## Consigne
Reprenez l'entretien sur BOMA et le réemploi des matériaux de construction à la suite de sa dernière phrase.

## Extrait du document
((
« VOIR LA VILLE COMME UNE MINE DE RESSOURCES »

BOMA rassemble des personnes convaincues qu’il est possible, grâce à des solutions d’économie circulaire, de réduire l’impact environnemental des matériaux de construction et de faire évoluer nos manières de bâtir vers des modèles plus résilients. Vous voulez en savoir plus ? Découvrez notre interview avec Clémence Guinin, co-gérante de BOMA !

Propos recueillis par Anne Kielbassa, chargée de communication à l’Agence du climat. Publication originale sur le blog de l’agence du climat.

Vous avez un projet ou un engagement en faveur du climat ? 

Crédit photo : © Abdesslam Mirdass

Pourriez-vous présenter brièvement BOMA ? D’où vous est venue l’idée de créer un bureau d’études spécialisé dans le réemploi des matériaux de construction ?

BOMA est aujourd’hui une entreprise coopérative, mais nous avons démarré notre aventure en tant qu’association. Au départ, nous étions plusieurs personnes passionnées cherchant des solutions pour réduire le gaspillage des matériaux de construction. Suite à notre réflexion collective, nous avons créé une association axée sur l’accompagnement et la sensibilisation, tout en définissant progressivement notre projet économique. Au fil du temps, elle est devenue une coopérative en 2022. A l’origine, il y avait quatre fondatrices, mais aujourd’hui notre équipe compte 8 personnes aux profils très variés : des ingénieurs, une contrôleuse de gestion et une architecte. Quant à l’activité de BOMA, elle s’étend sur toute la région Grand Est. Récemment, le Syndicat Professionnel du Réemploi dans la Construction (SPREC) a été créé pour s’organiser et partager au niveau national les pratiques dans le domaine.

Quelle est la différence entre une entreprise coopérative et une entreprise classique ?

Une coopérative diffère d’une entreprise classique par le mode de prise de décisions. Nous les prenons collectivement en veillant sur notre impact socio-économique, plutôt que de chercher à générer un maximum de bénéfices.

Le réemploi des matériaux de construction est-il une pratique récente et qu’en est-il dans d’autres pays européens ? Existe-t-il d’autres bureaux d’études spécialisés dans le réemploi en France ?

C’est une pratique relativement nouvelle dans de nombreux pays européens, bien que les Pays-Bas et la Belgique soient les précurseurs de cette méthode. Chez nos voisins allemands, il y a moins de structures telles que la notre, nous en connaissons seulement deux. En France, des structures similaires à BOMA existent à peu près dans chaque grande ville comparable à Strasbourg.
))
## Données brutes
((
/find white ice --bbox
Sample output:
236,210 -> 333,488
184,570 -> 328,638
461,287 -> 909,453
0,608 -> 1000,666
))
## Résultat
Est-ce que cette pratique est soutenue par les fonds européens ?

Oui, il y a des fonds dédiés pour la soutenir, comme FEDER – Interreg FCRBE (Facilitating the Circulation of Reclaimed Building Elements in Northwestern Europe, ou « faciliter la circulation d’éléments de réemploi en Europe du Nord-Ouest »). Bellastock est une structure en France qui bénéficie de ces projets et effectue la R&D dans ce domaine.

Quels sont les avantages pour les porteurs de projet qui choisissent le réemploi de matériaux plutôt que l’utilisation de matériaux neufs ?

En recyclant une matière, on perd sa qualité, en la réemployant, on préserve la ressource. Le réemploi de matériaux présente donc plusieurs avantages significatifs. Tout d’abord, il réduit considérablement l’empreinte carbone d’un projet de construction en évitant l’extraction des minerais, ainsi que la production et le transport de nouveaux matériaux. De plus, les matériaux de réemploi ont souvent une qualité équivalente, voire supérieure, à celle des matériaux neufs, car ils ont déjà été déposés, stockés et triés. Ce processus crée également des emplois locaux pour la préparation des matériaux en vue de les utiliser sur les chantiers. BOMA emploie actuellement huit personnes, tandis qu’une quinzaine de personnes sont impliquées de manière indirecte dans des entreprises locales dans la préparation des matériaux. En outre, l’utilisation de matériaux de réemploi peut réduire considérablement les coûts de construction, car il n’est pas nécessaire de chercher des minerais ailleurs ou de produire des matériaux neufs. De plus, il s’agit d’un produit qui est disponible immédiatement, il n’y a pas de longs mois d’attente pour recevoir sa commande provenant de l’autre bout du monde. Enfin, le réemploi permet de créer des projets uniques, avec du caractère et de la qualité, et, surtout, de réduire les déchets. 

Quelles sont les obstacles potentiels à l’utilisation de ces matières ?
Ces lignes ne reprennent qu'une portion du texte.